### Bacaan
>>>

Di Filipina, 96,4% perokok membeli rokok di supermarket. Adapun di Vietnam 68,4% perokok membeli rokoknya di kios, warung atau minimarket dan 28,8% membelinya di pedagang kaki lima.

Dengan latar belakang tersebut, pasar konsumen rokok di Indonesia tentu sangat besar. Para konsumen rokok tidak memiliki rasa takut sedikitpun dari penyakit yang nantinya akan dia derita yang diakibatkan oleh perilaku merokok. Padahal, Kementerian Kesehatan sudah memberikan himbauan tentang bahaya merokok di wadah rokok tersebut.

Kalau sudah begini, tinggal faktor kemauan dalam diri saja yang bisa memaksa untuk berhenti merokok.

Pemanfaatan Tembakau

Berdasarkan data Direktorat Jenderal Perkebunan, Kementerian Pertanian, Produksi Tembakau di Indonesia selama lima tahun terakhir, 2015-2019, selalu berada di atas 100.000 ton. Tahun 2015 produksi tembakau di Indonesia mencapai 193.790 ton, kemudian turun drastis, 67.062 ton pada tahun berikutnya hingga mencapai 126.728 ton. Namun pada tahun 2017 produksi kembali mengalami peningkatan menjadi 181.142 ton.

Peningkatan tersebut diprediksi akan terus berlanjut pada tahun 2018 dan 2019. Direktorat Jenderal Perkebunan memperkirakan produksi tembakau pada tahun 2018 mencapai 181.308 ton dan pada tahun 2019 mencapai 183.360 ton.

Jawa Timur menjadi produsen tembakau terbesar selama periode tahun 2015 hingga tahun 2019. Tercatat produksinya selalu melebihi 70.000 ton. Namun dalam trennya, produksi tembakau selalu mengalami penurunan. Produksi paling tinggi diperoleh pada tahun 2015 yang mencapai 99.743 ton.

Tingginya produksi tembakau di Provinsi Jawa Timur dipengaruhi salah satunya oleh tingginya luas tanam di Jawa Timur. Luas tanam tembakau di Jawa Timur selalu melebihi 100.000 Ha. Kecuali pada tahun 2016 yang hanya mencapai 64.143 Ha. Dan hal itulah yang menyebabkan turunnya produksi tembakau nasional pada tahun 2016.

<<<

### Yang Diminta
Bisakah Anda menyalin bagian bacaan tentang rokok dan tembakau di atas, mulai dari "Di Filipina, 96,4%" sampai dengan "pedagang kaki lima."? Data berikut tidak berkaitan dengan bacaan di atas.

### Entri Data
>>>

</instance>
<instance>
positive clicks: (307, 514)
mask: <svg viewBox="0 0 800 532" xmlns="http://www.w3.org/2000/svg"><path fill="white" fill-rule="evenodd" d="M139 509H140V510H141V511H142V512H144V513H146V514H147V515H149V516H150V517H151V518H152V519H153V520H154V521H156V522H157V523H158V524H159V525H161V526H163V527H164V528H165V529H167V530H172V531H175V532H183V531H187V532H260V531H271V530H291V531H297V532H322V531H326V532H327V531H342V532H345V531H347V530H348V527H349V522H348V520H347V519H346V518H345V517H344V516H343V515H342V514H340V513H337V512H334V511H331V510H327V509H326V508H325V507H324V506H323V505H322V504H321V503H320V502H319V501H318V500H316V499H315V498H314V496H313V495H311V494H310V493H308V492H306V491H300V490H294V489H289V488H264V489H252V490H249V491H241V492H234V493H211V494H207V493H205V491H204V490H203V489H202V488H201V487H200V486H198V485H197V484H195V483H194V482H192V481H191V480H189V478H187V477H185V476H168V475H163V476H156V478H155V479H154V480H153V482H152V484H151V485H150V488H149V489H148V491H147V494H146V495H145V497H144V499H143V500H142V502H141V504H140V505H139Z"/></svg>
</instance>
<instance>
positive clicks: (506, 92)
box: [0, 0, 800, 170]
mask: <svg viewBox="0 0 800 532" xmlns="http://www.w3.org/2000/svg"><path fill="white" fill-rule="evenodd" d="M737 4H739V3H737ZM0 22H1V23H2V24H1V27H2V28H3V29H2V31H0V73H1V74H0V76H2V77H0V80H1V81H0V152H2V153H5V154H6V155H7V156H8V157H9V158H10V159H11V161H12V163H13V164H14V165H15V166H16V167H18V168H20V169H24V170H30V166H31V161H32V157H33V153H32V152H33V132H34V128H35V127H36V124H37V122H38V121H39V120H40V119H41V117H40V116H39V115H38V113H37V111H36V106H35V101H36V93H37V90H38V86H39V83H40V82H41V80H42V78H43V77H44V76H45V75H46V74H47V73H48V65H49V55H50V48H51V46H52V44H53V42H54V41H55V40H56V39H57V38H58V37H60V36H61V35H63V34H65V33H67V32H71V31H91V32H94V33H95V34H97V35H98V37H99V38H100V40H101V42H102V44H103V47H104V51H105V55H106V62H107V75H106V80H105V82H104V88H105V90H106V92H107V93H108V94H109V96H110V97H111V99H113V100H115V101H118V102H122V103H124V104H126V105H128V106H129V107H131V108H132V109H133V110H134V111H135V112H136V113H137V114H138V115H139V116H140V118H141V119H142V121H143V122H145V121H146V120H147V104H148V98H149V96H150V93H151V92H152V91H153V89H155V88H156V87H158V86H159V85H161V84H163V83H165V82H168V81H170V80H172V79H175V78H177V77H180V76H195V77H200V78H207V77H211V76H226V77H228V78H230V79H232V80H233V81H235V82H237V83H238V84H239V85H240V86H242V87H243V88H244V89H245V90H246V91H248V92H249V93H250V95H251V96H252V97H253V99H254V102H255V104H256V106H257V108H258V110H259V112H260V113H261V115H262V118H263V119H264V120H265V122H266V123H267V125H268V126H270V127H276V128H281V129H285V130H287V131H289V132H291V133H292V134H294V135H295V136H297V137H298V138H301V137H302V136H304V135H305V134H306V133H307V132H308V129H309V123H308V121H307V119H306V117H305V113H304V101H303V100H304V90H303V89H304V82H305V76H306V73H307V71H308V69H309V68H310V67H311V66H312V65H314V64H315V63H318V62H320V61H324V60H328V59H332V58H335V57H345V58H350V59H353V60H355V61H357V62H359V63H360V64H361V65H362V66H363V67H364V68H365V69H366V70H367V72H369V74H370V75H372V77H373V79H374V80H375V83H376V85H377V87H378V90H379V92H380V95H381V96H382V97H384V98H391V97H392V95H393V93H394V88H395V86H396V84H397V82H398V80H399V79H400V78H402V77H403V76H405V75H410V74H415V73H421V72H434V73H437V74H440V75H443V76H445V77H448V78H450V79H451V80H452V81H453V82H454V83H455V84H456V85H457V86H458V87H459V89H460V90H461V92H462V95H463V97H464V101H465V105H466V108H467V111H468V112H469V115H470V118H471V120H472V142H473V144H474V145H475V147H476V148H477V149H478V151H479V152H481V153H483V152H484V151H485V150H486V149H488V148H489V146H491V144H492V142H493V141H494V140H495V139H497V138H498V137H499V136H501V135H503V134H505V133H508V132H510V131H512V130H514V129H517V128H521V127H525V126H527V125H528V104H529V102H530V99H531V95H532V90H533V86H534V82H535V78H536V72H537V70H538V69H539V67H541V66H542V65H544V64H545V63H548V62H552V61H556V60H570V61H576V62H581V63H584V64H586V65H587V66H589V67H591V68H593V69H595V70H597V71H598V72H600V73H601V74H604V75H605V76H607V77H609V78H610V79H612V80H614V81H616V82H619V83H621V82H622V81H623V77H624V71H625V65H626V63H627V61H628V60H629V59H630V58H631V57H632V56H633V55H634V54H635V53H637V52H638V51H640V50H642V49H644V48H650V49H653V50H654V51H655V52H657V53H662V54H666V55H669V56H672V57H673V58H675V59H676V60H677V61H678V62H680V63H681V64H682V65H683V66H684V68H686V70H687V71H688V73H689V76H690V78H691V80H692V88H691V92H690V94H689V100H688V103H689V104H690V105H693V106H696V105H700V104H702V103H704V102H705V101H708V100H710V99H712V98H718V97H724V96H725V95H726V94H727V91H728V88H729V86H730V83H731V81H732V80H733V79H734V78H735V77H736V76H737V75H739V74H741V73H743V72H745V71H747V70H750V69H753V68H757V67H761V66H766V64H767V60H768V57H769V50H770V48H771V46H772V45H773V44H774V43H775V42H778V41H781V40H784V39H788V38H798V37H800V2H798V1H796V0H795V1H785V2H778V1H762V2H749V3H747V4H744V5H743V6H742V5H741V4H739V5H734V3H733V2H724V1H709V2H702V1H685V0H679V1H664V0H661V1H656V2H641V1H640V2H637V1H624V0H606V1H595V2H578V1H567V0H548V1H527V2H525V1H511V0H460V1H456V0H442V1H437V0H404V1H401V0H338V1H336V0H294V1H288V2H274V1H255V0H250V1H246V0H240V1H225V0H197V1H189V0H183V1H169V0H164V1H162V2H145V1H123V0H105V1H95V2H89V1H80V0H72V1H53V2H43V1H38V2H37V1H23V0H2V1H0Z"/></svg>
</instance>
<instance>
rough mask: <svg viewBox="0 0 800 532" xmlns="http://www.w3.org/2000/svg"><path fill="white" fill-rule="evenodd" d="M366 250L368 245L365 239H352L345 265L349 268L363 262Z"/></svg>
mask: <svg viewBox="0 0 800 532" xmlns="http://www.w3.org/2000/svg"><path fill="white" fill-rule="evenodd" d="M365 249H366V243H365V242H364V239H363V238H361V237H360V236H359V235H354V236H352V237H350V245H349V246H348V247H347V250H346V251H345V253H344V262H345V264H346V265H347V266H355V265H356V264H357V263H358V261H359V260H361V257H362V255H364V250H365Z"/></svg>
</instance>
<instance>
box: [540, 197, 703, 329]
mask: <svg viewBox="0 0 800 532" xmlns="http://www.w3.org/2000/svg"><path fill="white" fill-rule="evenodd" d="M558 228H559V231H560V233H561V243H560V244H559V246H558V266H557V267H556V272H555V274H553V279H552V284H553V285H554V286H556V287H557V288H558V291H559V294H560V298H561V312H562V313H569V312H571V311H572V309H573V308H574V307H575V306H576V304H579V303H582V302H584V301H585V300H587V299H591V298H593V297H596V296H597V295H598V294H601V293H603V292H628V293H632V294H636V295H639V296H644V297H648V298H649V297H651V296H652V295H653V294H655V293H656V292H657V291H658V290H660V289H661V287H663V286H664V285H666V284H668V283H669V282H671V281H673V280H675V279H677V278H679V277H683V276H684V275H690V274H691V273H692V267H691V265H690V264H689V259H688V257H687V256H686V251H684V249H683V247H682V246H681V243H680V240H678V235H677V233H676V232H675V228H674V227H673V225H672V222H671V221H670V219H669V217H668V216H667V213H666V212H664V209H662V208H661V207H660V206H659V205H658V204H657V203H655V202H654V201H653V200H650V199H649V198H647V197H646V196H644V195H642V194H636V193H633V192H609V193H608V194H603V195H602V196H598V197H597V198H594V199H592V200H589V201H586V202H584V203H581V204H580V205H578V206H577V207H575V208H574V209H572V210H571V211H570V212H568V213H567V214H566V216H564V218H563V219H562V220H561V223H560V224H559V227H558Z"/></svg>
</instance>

<<<

### Jawaban
Di Filipina, 96,4% perokok membeli rokok di supermarket. Adapun di Vietnam 68,4% perokok membeli rokoknya di kios, warung atau minimarket dan 28,8% membelinya di pedagang kaki lima.